___ Dataset extract ___
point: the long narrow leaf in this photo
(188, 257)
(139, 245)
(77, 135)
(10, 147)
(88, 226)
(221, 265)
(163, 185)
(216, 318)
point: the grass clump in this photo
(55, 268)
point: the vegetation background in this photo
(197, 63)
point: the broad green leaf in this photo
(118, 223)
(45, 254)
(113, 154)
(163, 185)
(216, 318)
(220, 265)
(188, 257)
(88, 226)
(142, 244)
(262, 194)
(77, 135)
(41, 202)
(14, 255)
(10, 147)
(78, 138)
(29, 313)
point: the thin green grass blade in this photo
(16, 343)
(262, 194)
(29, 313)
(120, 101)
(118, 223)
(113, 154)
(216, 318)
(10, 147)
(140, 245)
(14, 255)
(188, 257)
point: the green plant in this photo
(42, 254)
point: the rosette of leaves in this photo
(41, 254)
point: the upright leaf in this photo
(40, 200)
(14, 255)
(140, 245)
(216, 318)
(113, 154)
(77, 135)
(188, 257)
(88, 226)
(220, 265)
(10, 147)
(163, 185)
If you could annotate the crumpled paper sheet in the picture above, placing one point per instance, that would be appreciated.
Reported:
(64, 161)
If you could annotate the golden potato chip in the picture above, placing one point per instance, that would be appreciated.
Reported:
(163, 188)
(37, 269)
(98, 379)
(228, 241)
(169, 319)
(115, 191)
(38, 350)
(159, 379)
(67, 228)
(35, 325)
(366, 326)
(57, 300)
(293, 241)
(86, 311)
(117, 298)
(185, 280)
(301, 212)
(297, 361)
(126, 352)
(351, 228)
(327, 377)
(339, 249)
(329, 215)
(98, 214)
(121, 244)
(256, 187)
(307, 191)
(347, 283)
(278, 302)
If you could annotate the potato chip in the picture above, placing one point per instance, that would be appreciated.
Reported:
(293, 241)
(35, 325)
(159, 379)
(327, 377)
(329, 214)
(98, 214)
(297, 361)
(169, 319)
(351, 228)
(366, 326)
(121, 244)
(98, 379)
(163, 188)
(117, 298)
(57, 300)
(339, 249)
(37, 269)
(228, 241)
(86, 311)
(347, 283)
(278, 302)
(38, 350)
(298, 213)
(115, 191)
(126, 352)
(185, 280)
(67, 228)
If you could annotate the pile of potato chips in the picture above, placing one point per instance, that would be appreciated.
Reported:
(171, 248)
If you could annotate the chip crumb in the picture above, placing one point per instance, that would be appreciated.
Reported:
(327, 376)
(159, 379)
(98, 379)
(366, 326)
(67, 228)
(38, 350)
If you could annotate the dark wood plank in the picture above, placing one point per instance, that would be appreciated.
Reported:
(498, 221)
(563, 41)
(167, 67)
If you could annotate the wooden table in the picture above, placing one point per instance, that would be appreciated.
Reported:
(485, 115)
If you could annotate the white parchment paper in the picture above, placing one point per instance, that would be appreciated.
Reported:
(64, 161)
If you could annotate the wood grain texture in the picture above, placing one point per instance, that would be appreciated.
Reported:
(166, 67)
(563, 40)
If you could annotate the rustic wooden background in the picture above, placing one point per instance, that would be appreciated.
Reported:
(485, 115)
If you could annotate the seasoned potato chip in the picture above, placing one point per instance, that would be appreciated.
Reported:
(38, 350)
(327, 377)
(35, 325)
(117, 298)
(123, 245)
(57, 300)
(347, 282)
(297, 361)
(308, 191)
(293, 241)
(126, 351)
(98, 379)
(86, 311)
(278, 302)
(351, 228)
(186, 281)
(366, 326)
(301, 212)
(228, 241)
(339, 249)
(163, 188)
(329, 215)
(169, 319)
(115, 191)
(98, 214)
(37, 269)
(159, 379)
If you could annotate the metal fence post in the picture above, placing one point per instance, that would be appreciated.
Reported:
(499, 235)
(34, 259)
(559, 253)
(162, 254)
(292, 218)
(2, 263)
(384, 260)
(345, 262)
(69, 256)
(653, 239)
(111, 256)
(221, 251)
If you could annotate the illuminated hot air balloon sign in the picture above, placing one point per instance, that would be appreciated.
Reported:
___
Task description: Retype the records above exactly.

Answer to the exercise:
point: the long narrow leaf in this photo
(188, 257)
(139, 245)
(77, 135)
(10, 147)
(88, 226)
(221, 265)
(163, 185)
(216, 318)
point: the grass clump in this photo
(55, 268)
point: the vegetation background in this photo
(197, 63)
point: the broad green leaf in this photo
(118, 223)
(45, 254)
(113, 154)
(163, 185)
(216, 318)
(220, 265)
(188, 257)
(88, 226)
(142, 244)
(262, 194)
(77, 135)
(41, 202)
(14, 255)
(10, 147)
(78, 138)
(29, 313)
point: the thin green grass blade in this photo
(16, 343)
(262, 194)
(29, 313)
(120, 101)
(118, 223)
(113, 154)
(216, 318)
(10, 147)
(140, 245)
(14, 255)
(188, 257)
point: the green plant in this photo
(42, 254)
point: the rosette of leaves in this photo
(41, 254)
point: the upright leaf in this photo
(40, 200)
(14, 255)
(140, 245)
(216, 318)
(113, 154)
(77, 135)
(188, 257)
(88, 226)
(220, 265)
(10, 147)
(163, 185)
If you could annotate the crumpled paper sheet in the picture above, placing one point per instance, that would be appreciated.
Reported:
(64, 161)
If you could annotate the golden potato chip in the picture above, placing one point per instance, that would be appreciated.
Reported:
(163, 188)
(37, 269)
(98, 379)
(228, 241)
(169, 319)
(115, 191)
(38, 350)
(159, 379)
(67, 228)
(35, 325)
(366, 326)
(57, 300)
(293, 241)
(86, 311)
(117, 298)
(185, 280)
(301, 212)
(297, 361)
(126, 352)
(351, 228)
(327, 377)
(339, 249)
(329, 215)
(98, 214)
(121, 244)
(256, 187)
(307, 191)
(347, 283)
(278, 302)
If you could annotate the potato chip in the picture above, placing one point per instance, that would be appreciated.
Reported:
(293, 241)
(35, 325)
(159, 379)
(327, 377)
(329, 214)
(98, 214)
(297, 361)
(169, 319)
(351, 228)
(366, 326)
(121, 244)
(98, 379)
(163, 188)
(117, 298)
(57, 300)
(339, 249)
(37, 269)
(228, 241)
(86, 311)
(347, 283)
(278, 302)
(38, 350)
(298, 213)
(115, 191)
(126, 352)
(185, 280)
(67, 228)
If you could annotate the pile of potato chips in the picture above, placing one point per instance, that would be appreciated.
Reported:
(171, 248)
If you could annotate the chip crumb in the picture above, placing one point per instance, that would be appreciated.
Reported:
(327, 376)
(159, 379)
(98, 379)
(366, 326)
(67, 228)
(38, 350)
If you could annotate the dark wood plank in the picture above, placing one point per instance, that would be appreciated.
Reported:
(498, 221)
(563, 41)
(167, 67)
If you could annotate the wooden table in the picture above, placing one point per instance, that would be appreciated.
Reported:
(485, 115)
If you could annotate the white parchment paper in the picture above, placing one point per instance, that would be appreciated.
Reported:
(64, 161)
If you could annotate the wood grain texture in the picture above, placing one point per instance, that would be appreciated.
Reported:
(166, 67)
(563, 40)
If you could annotate the rustic wooden background in the picture above, placing one point per instance, that would be appreciated.
Reported:
(485, 115)
If you could annotate the seasoned potato chip in the picture above, placing one point per instance, that would be appreciated.
Reported:
(38, 350)
(327, 377)
(35, 325)
(117, 298)
(123, 245)
(57, 300)
(347, 282)
(297, 361)
(308, 191)
(293, 241)
(126, 351)
(98, 379)
(86, 311)
(278, 302)
(351, 228)
(186, 281)
(366, 326)
(301, 212)
(228, 241)
(339, 249)
(163, 188)
(329, 215)
(169, 319)
(115, 191)
(98, 214)
(37, 269)
(159, 379)
If you could annotate the metal fence post in the picture above, placing one point per instance, that would be appreciated.
Reported:
(499, 235)
(34, 259)
(559, 253)
(162, 254)
(292, 218)
(2, 263)
(384, 260)
(345, 262)
(69, 256)
(653, 239)
(111, 256)
(221, 251)
If you could annotate the illuminated hot air balloon sign in the picture above, placing one point per instance, that would be appreciated.
Reported:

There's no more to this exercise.